Task to complete —
Format the lines between the one holding "Query: ceiling fan" and the one holding "Mark the region of every instance of the ceiling", inclusive, as a Markdown table with the columns No. and Text. Number each line and leave out blank ones.

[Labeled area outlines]
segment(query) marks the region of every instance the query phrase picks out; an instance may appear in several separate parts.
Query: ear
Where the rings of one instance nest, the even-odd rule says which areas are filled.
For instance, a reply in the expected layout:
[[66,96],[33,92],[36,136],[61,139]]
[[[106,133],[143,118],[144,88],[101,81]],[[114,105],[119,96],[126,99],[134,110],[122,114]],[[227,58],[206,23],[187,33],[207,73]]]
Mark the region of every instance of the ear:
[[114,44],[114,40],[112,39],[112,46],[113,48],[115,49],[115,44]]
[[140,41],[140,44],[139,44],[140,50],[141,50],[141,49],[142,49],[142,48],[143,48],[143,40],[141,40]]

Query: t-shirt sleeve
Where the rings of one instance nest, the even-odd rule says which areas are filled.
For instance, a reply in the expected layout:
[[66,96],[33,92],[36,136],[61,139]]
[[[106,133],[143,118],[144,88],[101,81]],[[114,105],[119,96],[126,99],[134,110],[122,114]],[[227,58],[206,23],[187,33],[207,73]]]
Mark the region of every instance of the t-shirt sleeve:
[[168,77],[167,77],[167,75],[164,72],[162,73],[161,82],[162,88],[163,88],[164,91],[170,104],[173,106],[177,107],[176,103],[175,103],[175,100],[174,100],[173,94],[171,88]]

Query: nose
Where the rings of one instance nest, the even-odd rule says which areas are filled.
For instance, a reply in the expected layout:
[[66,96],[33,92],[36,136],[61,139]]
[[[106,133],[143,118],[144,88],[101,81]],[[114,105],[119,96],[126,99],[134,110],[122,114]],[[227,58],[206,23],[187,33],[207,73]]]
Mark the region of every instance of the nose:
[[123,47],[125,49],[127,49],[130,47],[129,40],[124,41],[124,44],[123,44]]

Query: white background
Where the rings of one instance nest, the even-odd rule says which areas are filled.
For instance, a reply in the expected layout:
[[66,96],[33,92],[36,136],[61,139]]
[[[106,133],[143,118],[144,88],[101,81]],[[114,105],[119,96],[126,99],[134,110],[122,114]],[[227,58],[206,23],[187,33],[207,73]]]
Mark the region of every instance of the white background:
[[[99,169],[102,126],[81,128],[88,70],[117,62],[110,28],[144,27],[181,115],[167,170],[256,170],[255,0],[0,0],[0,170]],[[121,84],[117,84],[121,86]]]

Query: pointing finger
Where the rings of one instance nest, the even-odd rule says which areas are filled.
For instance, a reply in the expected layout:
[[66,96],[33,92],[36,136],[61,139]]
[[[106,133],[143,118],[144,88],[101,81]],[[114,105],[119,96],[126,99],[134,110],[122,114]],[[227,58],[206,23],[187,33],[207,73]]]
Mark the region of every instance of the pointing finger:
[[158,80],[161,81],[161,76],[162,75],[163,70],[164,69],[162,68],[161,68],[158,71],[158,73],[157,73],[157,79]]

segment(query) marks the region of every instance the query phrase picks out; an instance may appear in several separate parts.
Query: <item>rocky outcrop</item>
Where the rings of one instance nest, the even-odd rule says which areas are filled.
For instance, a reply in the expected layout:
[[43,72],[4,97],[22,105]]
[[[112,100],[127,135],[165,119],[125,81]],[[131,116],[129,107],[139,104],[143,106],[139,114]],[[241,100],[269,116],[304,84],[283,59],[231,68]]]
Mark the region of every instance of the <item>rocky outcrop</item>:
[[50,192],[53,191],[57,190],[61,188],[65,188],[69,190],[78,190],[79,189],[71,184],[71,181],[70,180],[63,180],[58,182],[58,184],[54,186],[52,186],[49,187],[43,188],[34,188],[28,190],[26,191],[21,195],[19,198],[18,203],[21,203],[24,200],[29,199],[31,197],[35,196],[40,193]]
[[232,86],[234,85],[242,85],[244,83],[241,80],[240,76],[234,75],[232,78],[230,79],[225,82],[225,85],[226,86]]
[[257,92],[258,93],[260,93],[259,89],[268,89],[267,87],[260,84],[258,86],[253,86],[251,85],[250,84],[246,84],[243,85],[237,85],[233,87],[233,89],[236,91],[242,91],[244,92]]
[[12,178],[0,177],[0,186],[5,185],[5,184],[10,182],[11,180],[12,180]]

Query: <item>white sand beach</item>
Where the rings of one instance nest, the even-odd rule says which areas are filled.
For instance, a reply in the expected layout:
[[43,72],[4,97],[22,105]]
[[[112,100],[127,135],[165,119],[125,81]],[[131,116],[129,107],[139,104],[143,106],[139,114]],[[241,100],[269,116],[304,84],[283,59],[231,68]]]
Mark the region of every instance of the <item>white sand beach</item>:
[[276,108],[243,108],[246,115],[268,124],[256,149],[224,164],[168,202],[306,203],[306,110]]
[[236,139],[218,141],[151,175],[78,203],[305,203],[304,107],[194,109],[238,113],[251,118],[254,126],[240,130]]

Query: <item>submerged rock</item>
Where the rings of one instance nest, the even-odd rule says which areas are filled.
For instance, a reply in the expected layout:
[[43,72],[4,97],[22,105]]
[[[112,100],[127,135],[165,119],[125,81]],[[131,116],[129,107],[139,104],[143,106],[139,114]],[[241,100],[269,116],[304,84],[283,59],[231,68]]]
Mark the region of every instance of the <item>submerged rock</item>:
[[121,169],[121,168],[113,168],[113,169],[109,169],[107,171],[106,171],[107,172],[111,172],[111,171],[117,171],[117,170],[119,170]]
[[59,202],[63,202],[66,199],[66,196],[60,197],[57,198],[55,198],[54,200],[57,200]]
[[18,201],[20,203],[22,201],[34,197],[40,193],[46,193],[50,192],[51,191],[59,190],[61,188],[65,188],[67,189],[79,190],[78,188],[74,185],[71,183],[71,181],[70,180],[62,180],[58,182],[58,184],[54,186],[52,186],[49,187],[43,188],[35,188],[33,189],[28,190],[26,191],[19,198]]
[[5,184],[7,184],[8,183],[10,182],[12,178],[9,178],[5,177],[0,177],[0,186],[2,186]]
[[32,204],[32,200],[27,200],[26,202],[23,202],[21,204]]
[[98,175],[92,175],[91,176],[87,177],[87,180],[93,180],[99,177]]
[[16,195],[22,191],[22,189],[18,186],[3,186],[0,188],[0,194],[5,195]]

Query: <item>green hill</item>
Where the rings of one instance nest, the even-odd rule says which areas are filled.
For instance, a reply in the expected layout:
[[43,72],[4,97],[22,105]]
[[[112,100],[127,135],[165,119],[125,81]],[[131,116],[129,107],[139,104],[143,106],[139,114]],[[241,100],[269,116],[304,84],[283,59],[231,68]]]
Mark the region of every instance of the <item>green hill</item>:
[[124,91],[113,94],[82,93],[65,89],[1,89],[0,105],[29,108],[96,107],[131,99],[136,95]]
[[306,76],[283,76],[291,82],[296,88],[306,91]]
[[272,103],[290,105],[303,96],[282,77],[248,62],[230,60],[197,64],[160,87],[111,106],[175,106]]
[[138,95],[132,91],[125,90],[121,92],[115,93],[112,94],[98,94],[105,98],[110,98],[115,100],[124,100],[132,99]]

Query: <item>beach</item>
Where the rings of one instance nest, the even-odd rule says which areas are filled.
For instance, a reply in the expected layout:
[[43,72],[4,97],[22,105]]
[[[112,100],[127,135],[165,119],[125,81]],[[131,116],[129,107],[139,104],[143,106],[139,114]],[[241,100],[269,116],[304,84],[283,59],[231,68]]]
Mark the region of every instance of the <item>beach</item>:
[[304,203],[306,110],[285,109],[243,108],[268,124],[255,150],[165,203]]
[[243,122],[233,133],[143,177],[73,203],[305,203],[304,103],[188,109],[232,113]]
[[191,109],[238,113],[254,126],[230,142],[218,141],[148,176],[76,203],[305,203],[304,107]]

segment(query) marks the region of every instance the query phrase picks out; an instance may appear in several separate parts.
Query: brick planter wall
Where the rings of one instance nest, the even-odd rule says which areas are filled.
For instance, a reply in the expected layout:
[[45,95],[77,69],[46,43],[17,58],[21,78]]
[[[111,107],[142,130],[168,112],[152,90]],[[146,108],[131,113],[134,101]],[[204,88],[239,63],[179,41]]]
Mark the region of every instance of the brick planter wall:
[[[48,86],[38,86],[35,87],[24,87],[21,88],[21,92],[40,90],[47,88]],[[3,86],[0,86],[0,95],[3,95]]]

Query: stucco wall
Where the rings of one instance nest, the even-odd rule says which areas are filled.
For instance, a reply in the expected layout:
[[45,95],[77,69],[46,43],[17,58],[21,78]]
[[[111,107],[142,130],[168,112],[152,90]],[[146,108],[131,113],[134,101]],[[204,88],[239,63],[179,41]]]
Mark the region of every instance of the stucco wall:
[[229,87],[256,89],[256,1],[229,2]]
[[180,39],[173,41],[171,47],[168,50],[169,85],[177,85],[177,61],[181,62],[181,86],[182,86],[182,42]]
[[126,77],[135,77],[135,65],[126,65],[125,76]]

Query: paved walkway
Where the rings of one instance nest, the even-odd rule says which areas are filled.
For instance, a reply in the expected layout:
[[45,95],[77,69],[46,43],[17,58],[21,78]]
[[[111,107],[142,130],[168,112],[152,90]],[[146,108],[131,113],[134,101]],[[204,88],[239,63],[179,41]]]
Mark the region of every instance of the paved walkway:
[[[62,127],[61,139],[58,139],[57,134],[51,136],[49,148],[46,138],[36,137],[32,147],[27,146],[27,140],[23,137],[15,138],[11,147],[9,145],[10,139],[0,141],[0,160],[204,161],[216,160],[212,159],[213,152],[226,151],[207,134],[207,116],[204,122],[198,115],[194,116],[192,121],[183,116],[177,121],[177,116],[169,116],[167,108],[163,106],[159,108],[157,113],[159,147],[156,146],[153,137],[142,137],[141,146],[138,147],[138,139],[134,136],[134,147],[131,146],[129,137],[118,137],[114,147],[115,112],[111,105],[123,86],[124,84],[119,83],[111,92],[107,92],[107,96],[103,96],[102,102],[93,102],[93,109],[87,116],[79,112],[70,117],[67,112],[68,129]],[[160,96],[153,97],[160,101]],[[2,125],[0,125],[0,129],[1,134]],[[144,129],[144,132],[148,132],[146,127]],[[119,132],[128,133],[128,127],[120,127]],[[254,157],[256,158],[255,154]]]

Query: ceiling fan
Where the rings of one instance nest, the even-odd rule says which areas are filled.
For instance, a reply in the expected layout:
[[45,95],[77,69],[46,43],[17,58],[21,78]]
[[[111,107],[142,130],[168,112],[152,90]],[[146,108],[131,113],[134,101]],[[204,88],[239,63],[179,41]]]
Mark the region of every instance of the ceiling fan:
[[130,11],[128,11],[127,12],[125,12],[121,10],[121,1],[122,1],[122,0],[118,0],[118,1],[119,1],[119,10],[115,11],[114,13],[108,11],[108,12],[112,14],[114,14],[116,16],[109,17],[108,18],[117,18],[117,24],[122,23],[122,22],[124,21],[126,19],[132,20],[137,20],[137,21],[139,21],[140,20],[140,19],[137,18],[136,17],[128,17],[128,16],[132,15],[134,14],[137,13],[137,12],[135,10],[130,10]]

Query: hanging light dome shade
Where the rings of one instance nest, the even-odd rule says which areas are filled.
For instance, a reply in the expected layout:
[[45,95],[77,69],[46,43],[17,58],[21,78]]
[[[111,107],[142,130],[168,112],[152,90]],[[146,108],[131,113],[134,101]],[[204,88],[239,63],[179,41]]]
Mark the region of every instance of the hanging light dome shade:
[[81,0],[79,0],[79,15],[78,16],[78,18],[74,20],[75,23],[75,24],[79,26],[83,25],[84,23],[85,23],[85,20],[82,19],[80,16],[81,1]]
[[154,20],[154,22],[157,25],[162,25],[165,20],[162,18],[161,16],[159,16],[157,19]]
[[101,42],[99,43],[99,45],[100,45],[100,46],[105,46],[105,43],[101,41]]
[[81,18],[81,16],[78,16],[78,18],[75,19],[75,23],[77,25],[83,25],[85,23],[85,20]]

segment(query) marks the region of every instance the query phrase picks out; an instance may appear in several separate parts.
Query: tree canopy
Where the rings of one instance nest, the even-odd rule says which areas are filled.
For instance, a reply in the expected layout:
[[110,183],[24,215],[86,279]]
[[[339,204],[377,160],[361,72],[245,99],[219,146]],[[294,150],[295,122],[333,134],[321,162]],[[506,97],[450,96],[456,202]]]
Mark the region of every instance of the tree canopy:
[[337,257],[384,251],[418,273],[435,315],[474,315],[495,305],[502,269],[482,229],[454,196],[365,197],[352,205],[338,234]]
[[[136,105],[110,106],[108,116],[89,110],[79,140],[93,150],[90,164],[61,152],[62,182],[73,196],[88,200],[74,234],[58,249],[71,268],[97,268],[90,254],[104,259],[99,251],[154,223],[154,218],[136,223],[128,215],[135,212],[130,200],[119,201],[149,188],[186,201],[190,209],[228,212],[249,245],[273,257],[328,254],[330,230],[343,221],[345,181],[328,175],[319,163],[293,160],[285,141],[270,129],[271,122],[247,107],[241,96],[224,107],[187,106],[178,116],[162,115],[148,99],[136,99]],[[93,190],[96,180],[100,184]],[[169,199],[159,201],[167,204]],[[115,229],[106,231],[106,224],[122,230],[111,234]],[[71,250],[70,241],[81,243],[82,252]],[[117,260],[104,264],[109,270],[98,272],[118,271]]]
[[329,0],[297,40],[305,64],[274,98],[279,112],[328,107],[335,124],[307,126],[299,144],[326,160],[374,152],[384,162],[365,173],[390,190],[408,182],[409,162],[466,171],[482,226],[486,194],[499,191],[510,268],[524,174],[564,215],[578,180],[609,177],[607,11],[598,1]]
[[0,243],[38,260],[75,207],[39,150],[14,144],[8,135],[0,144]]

Written solution —
| No. | Text |
|---|---|
| 1 | Query: ceiling fan |
| 2 | Where the rings of one instance nest, the even-odd rule says which areas are filled. |
| 3 | For instance, a reply in the expected layout: |
| 4 | [[45,95],[77,69],[46,43],[17,58],[21,78]] |
| 5 | [[[111,107],[142,130],[168,112],[152,90]],[[146,108],[131,113],[134,101]],[[204,88],[239,63],[179,41]]] |
| 6 | Mark the region of every instance of the ceiling fan: |